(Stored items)

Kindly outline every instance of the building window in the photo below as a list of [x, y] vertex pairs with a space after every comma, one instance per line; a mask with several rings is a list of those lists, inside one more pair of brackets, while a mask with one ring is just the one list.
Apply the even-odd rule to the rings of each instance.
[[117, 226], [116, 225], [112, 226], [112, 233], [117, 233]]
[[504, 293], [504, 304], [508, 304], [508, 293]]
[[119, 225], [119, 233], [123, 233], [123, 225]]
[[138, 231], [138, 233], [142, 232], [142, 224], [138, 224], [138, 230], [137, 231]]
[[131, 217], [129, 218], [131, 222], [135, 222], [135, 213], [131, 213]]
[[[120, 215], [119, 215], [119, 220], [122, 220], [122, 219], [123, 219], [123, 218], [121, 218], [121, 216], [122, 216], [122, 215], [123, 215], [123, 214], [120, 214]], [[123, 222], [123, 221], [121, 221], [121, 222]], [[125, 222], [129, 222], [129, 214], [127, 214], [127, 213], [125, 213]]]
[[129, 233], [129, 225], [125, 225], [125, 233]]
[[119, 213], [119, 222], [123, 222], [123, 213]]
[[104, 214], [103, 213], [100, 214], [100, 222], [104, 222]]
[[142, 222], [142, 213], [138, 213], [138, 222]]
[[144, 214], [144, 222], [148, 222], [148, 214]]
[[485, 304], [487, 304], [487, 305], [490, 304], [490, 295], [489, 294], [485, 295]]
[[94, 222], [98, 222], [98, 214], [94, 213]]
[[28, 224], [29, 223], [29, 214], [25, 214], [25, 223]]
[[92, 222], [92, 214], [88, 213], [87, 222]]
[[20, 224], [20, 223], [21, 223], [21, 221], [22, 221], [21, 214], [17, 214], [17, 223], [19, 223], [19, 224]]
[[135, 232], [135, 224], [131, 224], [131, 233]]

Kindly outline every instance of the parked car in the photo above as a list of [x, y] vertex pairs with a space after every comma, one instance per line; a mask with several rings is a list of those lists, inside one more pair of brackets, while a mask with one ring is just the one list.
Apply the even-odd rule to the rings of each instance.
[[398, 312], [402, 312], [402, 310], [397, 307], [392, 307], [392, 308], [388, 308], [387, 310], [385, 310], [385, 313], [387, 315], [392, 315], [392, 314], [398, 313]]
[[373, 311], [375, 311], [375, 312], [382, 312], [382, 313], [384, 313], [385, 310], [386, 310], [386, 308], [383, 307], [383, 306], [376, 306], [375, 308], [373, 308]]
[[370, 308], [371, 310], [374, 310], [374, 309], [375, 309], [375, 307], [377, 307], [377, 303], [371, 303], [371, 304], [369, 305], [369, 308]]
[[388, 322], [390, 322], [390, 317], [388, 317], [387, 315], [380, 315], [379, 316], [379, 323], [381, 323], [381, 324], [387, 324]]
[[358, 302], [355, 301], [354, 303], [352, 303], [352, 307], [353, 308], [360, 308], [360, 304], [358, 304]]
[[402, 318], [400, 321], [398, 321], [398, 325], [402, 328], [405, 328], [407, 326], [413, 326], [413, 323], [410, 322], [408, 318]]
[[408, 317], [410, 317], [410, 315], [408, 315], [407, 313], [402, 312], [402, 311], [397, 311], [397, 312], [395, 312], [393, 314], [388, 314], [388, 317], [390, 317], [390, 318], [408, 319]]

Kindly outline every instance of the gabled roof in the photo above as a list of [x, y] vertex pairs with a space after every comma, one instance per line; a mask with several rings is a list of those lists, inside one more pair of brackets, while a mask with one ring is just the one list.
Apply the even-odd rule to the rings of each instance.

(Work instruction): Retype all of the entries precisely as they are.

(Exercise solution):
Kindly outline every instance of the building window in the photo below as a list of [x, y] vertex pairs with a space after every comma, one instance per line; a mask with several rings is a list of those lists, inside one more pair of brackets, while a mask with one ring is just the one list.
Apply the even-odd rule to the rings of each instance.
[[117, 226], [116, 225], [112, 226], [112, 233], [117, 233]]
[[504, 293], [504, 304], [508, 304], [508, 293]]
[[119, 225], [119, 233], [123, 233], [123, 225]]
[[138, 231], [138, 233], [142, 232], [142, 224], [138, 224], [138, 230], [137, 231]]
[[131, 217], [129, 218], [131, 222], [135, 222], [135, 213], [131, 213]]
[[[120, 215], [119, 215], [119, 220], [122, 220], [122, 219], [123, 219], [123, 218], [121, 218], [121, 216], [122, 216], [122, 215], [123, 215], [123, 214], [120, 214]], [[123, 222], [123, 221], [121, 221], [121, 222]], [[125, 222], [129, 222], [129, 214], [127, 214], [127, 213], [125, 213]]]
[[129, 233], [129, 225], [125, 225], [125, 233]]
[[119, 213], [119, 222], [123, 222], [123, 213]]
[[104, 214], [103, 213], [100, 214], [100, 222], [104, 222]]
[[142, 222], [142, 213], [138, 213], [138, 222]]
[[144, 214], [144, 222], [148, 222], [148, 214]]
[[485, 304], [487, 304], [487, 305], [490, 304], [490, 295], [489, 294], [485, 295]]
[[94, 222], [98, 222], [98, 214], [94, 213]]
[[28, 224], [29, 223], [29, 214], [25, 214], [25, 223]]
[[92, 222], [92, 214], [88, 213], [87, 222]]
[[20, 224], [20, 223], [21, 223], [21, 221], [22, 221], [21, 214], [17, 214], [17, 223], [19, 223], [19, 224]]
[[135, 232], [135, 224], [131, 224], [131, 233]]

Kindly outline every instance of the parked car in the photo above as a list of [x, y] vertex pairs with a space after every comma, one instance per line; a mask with several rings is a list of those lists, inside one more pair of brackets, while a mask with one ring is just the one list.
Apply the even-odd rule to the rings of each instance.
[[398, 312], [402, 312], [402, 310], [397, 307], [392, 307], [392, 308], [388, 308], [387, 310], [385, 310], [385, 313], [387, 315], [392, 315], [392, 314], [398, 313]]
[[373, 311], [375, 311], [375, 312], [382, 312], [382, 313], [384, 313], [385, 310], [386, 310], [386, 308], [383, 307], [383, 306], [376, 306], [375, 308], [373, 308]]
[[370, 308], [371, 310], [374, 310], [374, 309], [375, 309], [375, 307], [377, 307], [377, 303], [371, 303], [371, 304], [369, 305], [369, 308]]
[[388, 322], [390, 322], [390, 317], [388, 317], [387, 315], [380, 315], [379, 316], [379, 323], [381, 323], [381, 324], [387, 324]]
[[358, 302], [355, 301], [354, 303], [352, 303], [352, 307], [353, 308], [360, 308], [360, 304], [358, 304]]
[[402, 318], [400, 321], [398, 321], [398, 325], [402, 328], [405, 328], [407, 326], [413, 326], [413, 323], [410, 322], [408, 318]]
[[408, 317], [410, 317], [410, 315], [408, 315], [407, 313], [402, 312], [402, 311], [397, 311], [397, 312], [395, 312], [393, 314], [388, 314], [388, 317], [390, 317], [390, 318], [408, 319]]

Kindly outline every instance of the gabled roof in the photo above as a list of [x, y] vertex pairs with a space after every comma, one instance per line; a mask with several rings is a list of those lists, inside one more pair of brackets, while a mask with one ring is just the one list.
Apply the even-odd rule to the rings of each instance.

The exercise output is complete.